### Given passage ###
An example: my host has had problems for some days, such as the network
connection being down, or the machine being down -- something that has
prevented it from receiving mail from the network. It comes back up,
and some incoming mail is delivered. I, as a user on that machine, look
at the mail and can tell that there is still some missing (such as some
mailing-list digests, where issues are numbered and I can see that I have
not received certain numbers). Is there something I can do using the
"telnet" or "ftp" capability to reach across the network to the host
that sends out these messages and tell it that it should now search its
out-bound queues for any mail to my host and start the regular mail delivery
process?
This could be especially valuable if I knew, for example, that my host
will be up for a short time and will then go down again, and that the remote
machine normally delivers mail to us at night when I know that my computer
will be down again. So if I could trigger an unscheduled, right-now mail
delivery, the traffic would get through -- if I do nothing, and let the
scheduled processes run things, there would be another unsucessful
delivery attempt and perhaps the mailer would time out and reject the mail
back to the sender.
###
* **Task requirements**
(a) In the passage about delayed mail delivery, how does the user know that some mail is still missing?
(b) Carry on writing the passage about delayed mail delivery, starting after its final sentence.
The entries play no part in the tasks.
### Listed entries ###
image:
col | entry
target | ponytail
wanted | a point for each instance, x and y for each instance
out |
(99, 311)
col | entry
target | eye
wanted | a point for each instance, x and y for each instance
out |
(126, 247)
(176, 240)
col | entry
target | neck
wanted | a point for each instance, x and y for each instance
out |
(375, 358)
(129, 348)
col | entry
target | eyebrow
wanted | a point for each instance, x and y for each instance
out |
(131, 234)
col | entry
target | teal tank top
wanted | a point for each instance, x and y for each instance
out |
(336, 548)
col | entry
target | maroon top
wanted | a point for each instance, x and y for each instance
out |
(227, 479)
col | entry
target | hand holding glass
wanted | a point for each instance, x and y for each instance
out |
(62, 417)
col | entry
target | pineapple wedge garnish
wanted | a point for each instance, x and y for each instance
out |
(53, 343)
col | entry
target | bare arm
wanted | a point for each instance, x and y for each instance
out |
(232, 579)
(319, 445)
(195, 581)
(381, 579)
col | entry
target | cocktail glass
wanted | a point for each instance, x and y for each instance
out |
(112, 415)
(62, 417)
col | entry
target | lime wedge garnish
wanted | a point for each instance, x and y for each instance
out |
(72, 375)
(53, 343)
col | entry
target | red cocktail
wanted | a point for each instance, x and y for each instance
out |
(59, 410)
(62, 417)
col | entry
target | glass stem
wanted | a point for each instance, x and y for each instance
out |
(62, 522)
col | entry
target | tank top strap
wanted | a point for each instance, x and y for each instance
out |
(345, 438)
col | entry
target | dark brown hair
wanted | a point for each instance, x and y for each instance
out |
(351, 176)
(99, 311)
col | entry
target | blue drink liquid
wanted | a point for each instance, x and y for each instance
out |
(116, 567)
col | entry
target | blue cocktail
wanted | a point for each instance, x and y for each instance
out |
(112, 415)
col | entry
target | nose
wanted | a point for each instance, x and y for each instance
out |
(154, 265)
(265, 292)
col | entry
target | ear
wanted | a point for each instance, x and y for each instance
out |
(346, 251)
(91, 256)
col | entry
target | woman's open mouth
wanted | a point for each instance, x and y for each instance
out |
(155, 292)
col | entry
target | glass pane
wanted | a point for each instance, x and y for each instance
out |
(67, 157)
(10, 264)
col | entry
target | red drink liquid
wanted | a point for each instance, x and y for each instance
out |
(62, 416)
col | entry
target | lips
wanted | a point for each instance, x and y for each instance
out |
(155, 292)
###
* **Task answers**
(a) The mailing-list digests are numbered, and the user can see that certain issue numbers have not arrived.

(b)
I recall that there were some methods for a person to simulate an
automatic net-mail-type host-to-host connection; that led me to wonder
if such a method could be used to trigger a remote machine to start up
such a process.
Regards, Will Martin
This change should be in the 4.3BSD sendmail. It can't be done from
the remote site, though, unless you can login from there. It would
probably not be hard to add a command to the SMTP server that would
do this. The security problem could be resolved by having the
server reply with "Yes, OK", break the connection, then go off and
run its queue, calling OUT to deliver the mail as usual.
--
John Gilmore {sun,ptsfa,lll-crg,ihnp4}!hoptoad!gnu jgil...@lll-crg.arpa
May the Source be with you!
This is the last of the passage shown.